When I was very small, my mother’s sister Patricia died at a very young age. I don’t remember as I was still an infant when her death occurred. What I do remember is that for many years after, my whole family would drive to my grandparents’ church and join with them and my aunts and uncles and cousins on the Saturday closest to “Aunt Pat’s” anniversary for a memorial Mass. It was usually in the lower church, the organist and cantor would sing the Requiem Mass parts, and the priest would wear black (later on white). This would all be followed by breakfast at my grandparents’ house.
This fostered in me very early on the practice of praying for the souls of our deceased relatives and friends. Additionally, whenever we prayed along with Evening Rosary on the radio, one of the intentions would often be for “the souls in purgatory.” I began to work my head around the reality of purgatory as something I found consoling. That if I died, I didn’t have to be perfect as much as I might try, but that through the prayers of others and my own “purgation” — I remember that word from Catechism class — I could still be welcomed into heaven. I still find myself praying with that simple understanding of purgatory for the souls of those I love and those most in need of our prayers. It is consoling to know that others may do so for me when my time comes.
I want to share a story that involves a confidence I shared with a man, but in a way that keeps his privacy. This happened within my 38 years of priesthood at a time and place that is private. “Joe” (not his real name) was an elderly man who was dying of cancer. He was beloved within his family, friends and parish. He was known by everyone to be the most Christian and generous of men, a daily communicant, a “saint.”

Problem details:
Resume the reflection on purgatory after its final sentence, carrying forward the account of the dying man called "Joe." The entries have no connection to the reflection on purgatory.

Data section:
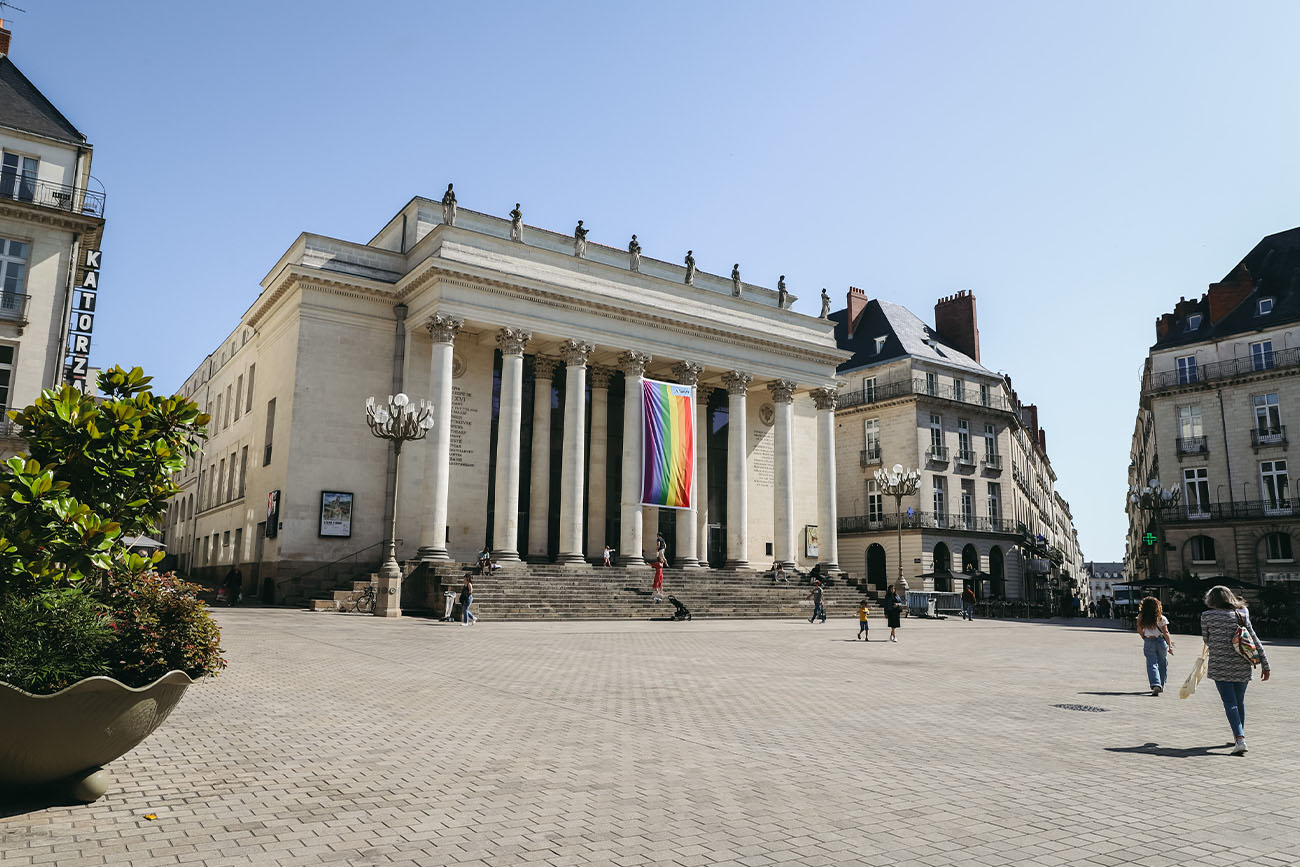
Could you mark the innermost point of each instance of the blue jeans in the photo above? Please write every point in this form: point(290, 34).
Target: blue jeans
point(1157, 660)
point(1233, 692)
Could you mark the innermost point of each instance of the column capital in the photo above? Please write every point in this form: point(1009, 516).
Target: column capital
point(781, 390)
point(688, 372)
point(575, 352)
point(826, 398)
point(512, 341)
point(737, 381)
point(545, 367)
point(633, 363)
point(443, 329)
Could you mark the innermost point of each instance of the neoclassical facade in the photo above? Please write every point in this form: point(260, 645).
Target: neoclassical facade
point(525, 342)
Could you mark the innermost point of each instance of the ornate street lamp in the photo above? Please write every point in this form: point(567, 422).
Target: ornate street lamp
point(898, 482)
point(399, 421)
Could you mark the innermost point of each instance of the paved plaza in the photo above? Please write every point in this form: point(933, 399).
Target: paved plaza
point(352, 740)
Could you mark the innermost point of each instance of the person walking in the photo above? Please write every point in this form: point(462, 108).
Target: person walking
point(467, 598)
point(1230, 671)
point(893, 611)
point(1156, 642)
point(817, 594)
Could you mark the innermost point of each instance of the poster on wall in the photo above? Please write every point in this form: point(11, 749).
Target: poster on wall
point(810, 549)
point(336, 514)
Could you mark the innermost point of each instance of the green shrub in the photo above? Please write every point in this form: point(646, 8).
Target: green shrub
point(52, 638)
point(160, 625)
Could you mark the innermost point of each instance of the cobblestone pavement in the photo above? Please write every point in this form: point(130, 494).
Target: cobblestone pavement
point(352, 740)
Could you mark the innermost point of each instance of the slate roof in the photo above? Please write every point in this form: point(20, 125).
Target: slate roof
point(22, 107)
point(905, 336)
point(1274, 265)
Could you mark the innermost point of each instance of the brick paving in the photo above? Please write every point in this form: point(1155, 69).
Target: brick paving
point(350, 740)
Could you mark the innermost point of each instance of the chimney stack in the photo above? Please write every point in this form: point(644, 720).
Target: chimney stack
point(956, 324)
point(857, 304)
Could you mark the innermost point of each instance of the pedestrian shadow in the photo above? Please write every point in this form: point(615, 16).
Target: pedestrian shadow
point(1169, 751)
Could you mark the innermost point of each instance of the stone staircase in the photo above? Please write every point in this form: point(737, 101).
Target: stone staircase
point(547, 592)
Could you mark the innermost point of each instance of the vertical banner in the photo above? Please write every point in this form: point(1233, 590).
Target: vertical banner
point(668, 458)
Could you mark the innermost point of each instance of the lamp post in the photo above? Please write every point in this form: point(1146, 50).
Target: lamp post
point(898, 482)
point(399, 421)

Result for this exercise:
I visited Joe in hospice a few days before he died. In the course of our conversation, he shared with me his dread of dying and asked me to pray for his soul. I told him he had nothing to fear as he was a good man and God was merciful. He then told me of something that had happened when he was in the military while deployed many years before, something awful that involved the killing of innocents. He was not in command but he was part of what happened. He had borne the guilt of this all his life, and even though he confessed it over and over again, he could not forgive himself nor did he think God would forgive him. I once again told him that God in his mercy would forgive him. He listened but ended up by saying, “Please promise you’ll pray for me.”
At the funeral, Joe’s son gave a eulogy calling his father a “saint” and placing him among the pantheon of the blessed in heaven. Of course, he did not know what I knew, that his father had not been so sure of his heavenly crown and that he would be more consoled by prayers than praise.
All this reminds me that you never know what each of us truly brings before the judgment seat of God in the privacy of our lives. Even the most saintly among us are still worthy of our prayers for in charity, prayers for the deceased are a work of mercy. I still say a prayer for the repose of Joe’s soul once in a while. I hope someday, others will do the same for me.